**Do this:** Express every line of the rows below as a JSON list of strings, with one string per line and blank lines omitted.

BEGIN Task material

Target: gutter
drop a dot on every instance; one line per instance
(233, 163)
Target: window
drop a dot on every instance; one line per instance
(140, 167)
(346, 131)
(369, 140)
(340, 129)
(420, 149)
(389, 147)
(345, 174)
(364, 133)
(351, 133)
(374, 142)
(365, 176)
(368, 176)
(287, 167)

END Task material

**Exercise response:**
[
  "Target: gutter",
  "drop a dot on every instance; one line per instance",
  "(233, 163)",
  "Target: window",
  "drop a dot on every instance; one line per instance",
  "(140, 167)",
  "(346, 131)",
  "(369, 140)",
  "(340, 129)",
  "(420, 149)",
  "(389, 147)",
  "(345, 174)",
  "(364, 133)",
  "(351, 133)",
  "(374, 142)",
  "(365, 176)",
  "(368, 176)",
  "(287, 167)"
]